● **QUOTED TEXT**:
- - - - - - -

For adhesive coatings, special, low viscosity polyesters were developed.

53

The low viscosity in spite of

comparatively high molecular weight is attributed to the special structure of these polyesters, consisting
of an essentially linear main chain with a large number of alkyl side chains attached to it. By reacting
the terminal groups further, the polyesters may be functionalized to carry terminal acrylic bonds, which
render them reactive to high energy radiation such as ultraviolet light or accelerated electrons. Products
thus formulated are solvent-free. They must be applied warm by roller or slot die coating and be
radiation cured.

50.7 Properties and Applications of Polyester Coatings

Polyester coatings, especially cross-linked ones, exhibit excellent flexibility or even elasticity, and they
show very good impact, scratch, and stain resistance. Their good adhesion properties, especially to metals,
combined with good corrosion protection and weather resistance, have made them indispensable in a
number of fields.

50.7.1 Sheet and Coil Coatings

Precoated sheet and coil have enjoyed remarkable growth over the past two decades, and polyesters have
played an ever-increasing role in this industry. Polyesters are being used for primers and top coats with
equal success.
Polyester-based coil coating primers have been discussed concisely by Schmitthenner

54

and by Rob-
ertson.

55

The tough requirements that coated coil stock is expected to meet — for instance, for use as
façade sheeting — necessitate the use of primers, which have three main functions:

•Promotion of adhesion to pretreated metal
•Corrosion protection
• Elastification of the two-coat system consisting of primer and top coat
The two-coat system permits the optimization of adhesion of the primer to the pretreated metal and,
at the same time, intercoat adhesion. High molecular weight polyesters with relatively high glass transition
temperatures and in films approximately 5

µ

m thick have yielded excellent results on all counts. Corro-
sion-protective action is enhanced by the use of anticorrosive pigments. For the formulation of top coats,
the end use will influence the choice of polymers. Paints with outstanding weather resistance can be
formulated from medium molecular weight polyesters.

- - - - - - -

● **DIRECTIVE A**: Print the passage on polyester coatings in full, word for word.

● **Items from a data source**:
- - - - - - -

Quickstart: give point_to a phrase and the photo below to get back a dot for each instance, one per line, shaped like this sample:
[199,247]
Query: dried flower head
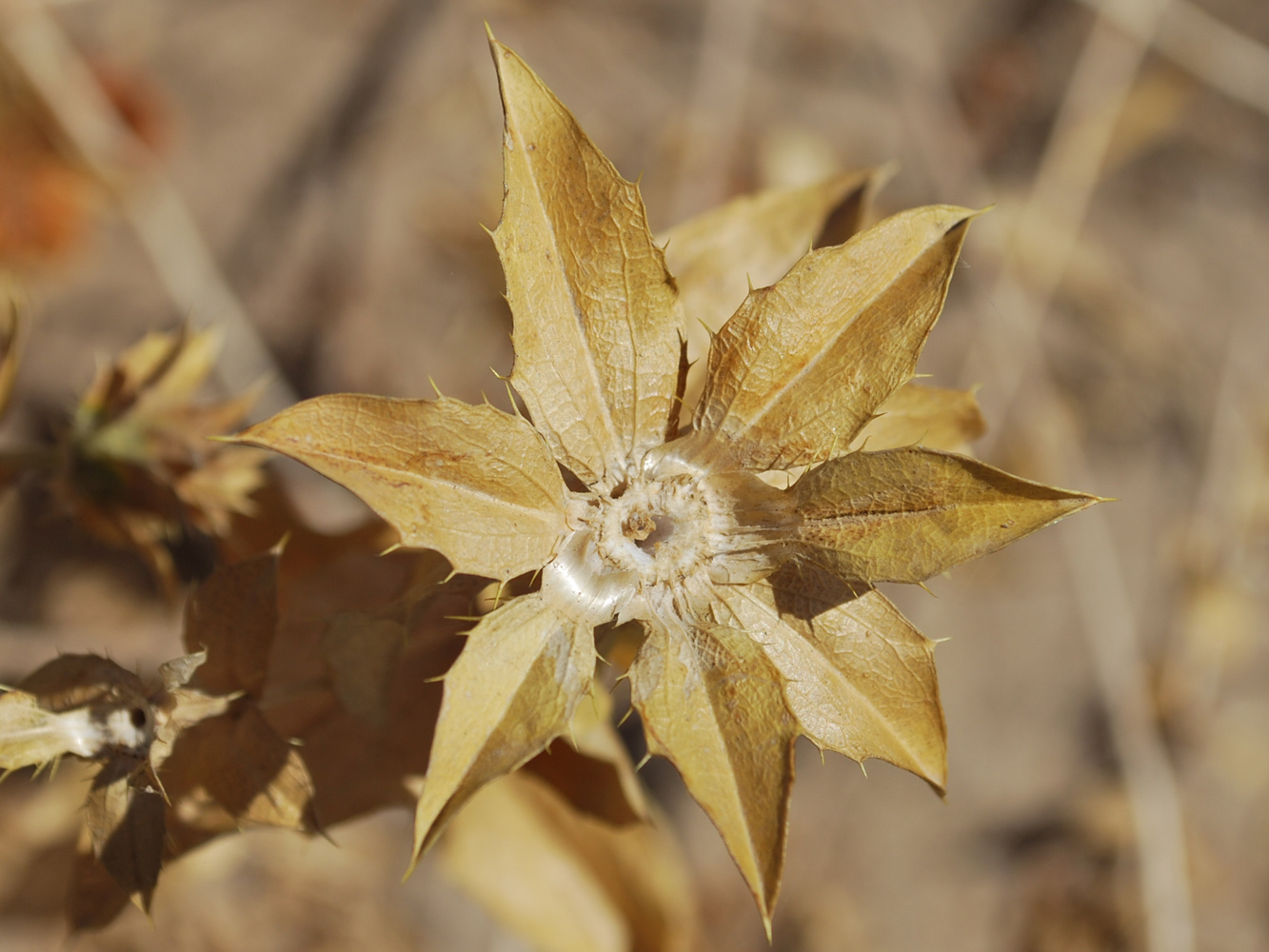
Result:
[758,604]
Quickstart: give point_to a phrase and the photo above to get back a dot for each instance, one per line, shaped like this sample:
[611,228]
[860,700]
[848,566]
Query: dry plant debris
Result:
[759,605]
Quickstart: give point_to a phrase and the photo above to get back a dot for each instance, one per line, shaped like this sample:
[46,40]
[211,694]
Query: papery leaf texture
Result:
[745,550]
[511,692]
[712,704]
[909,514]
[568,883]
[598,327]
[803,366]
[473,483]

- - - - - - -

● **DIRECTIVE B**: Render each line of all the rows above as a JSON list of strings, one string per line, omitting blank lines and leaving the pictures out.

● **OUTPUT A**:
For adhesive coatings, special, low viscosity polyesters were developed.

53

The low viscosity in spite of

comparatively high molecular weight is attributed to the special structure of these polyesters, consisting
of an essentially linear main chain with a large number of alkyl side chains attached to it. By reacting
the terminal groups further, the polyesters may be functionalized to carry terminal acrylic bonds, which
render them reactive to high energy radiation such as ultraviolet light or accelerated electrons. Products
thus formulated are solvent-free. They must be applied warm by roller or slot die coating and be
radiation cured.

50.7 Properties and Applications of Polyester Coatings

Polyester coatings, especially cross-linked ones, exhibit excellent flexibility or even elasticity, and they
show very good impact, scratch, and stain resistance. Their good adhesion properties, especially to metals,
combined with good corrosion protection and weather resistance, have made them indispensable in a
number of fields.

50.7.1 Sheet and Coil Coatings

Precoated sheet and coil have enjoyed remarkable growth over the past two decades, and polyesters have
played an ever-increasing role in this industry. Polyesters are being used for primers and top coats with
equal success.
Polyester-based coil coating primers have been discussed concisely by Schmitthenner

54

and by Rob-
ertson.

55

The tough requirements that coated coil stock is expected to meet — for instance, for use as
façade sheeting — necessitate the use of primers, which have three main functions:

•Promotion of adhesion to pretreated metal
•Corrosion protection
• Elastification of the two-coat system consisting of primer and top coat
The two-coat system permits the optimization of adhesion of the primer to the pretreated metal and,
at the same time, intercoat adhesion. High molecular weight polyesters with relatively high glass transition
temperatures and in films approximately 5

µ

m thick have yielded excellent results on all counts. Corro-
sion-protective action is enhanced by the use of anticorrosive pigments. For the formulation of top coats,
the end use will influence the choice of polymers. Paints with outstanding weather resistance can be
formulated from medium molecular weight polyesters.

● **OUTPUT B**:
[
  "Quickstart: give point_to a phrase and the photo below to get back a dot for each instance, one per line, shaped like this sample:",
  "[199,247]",
  "Query: dried flower head",
  "Result:",
  "[758,604]",
  "Quickstart: give point_to a phrase and the photo above to get back a dot for each instance, one per line, shaped like this sample:",
  "[611,228]",
  "[860,700]",
  "[848,566]",
  "Query: dry plant debris",
  "Result:",
  "[759,605]",
  "Quickstart: give point_to a phrase and the photo above to get back a dot for each instance, one per line, shaped like this sample:",
  "[46,40]",
  "[211,694]",
  "Query: papery leaf texture",
  "Result:",
  "[745,550]",
  "[511,692]",
  "[712,704]",
  "[909,514]",
  "[568,883]",
  "[598,327]",
  "[803,366]",
  "[473,483]"
]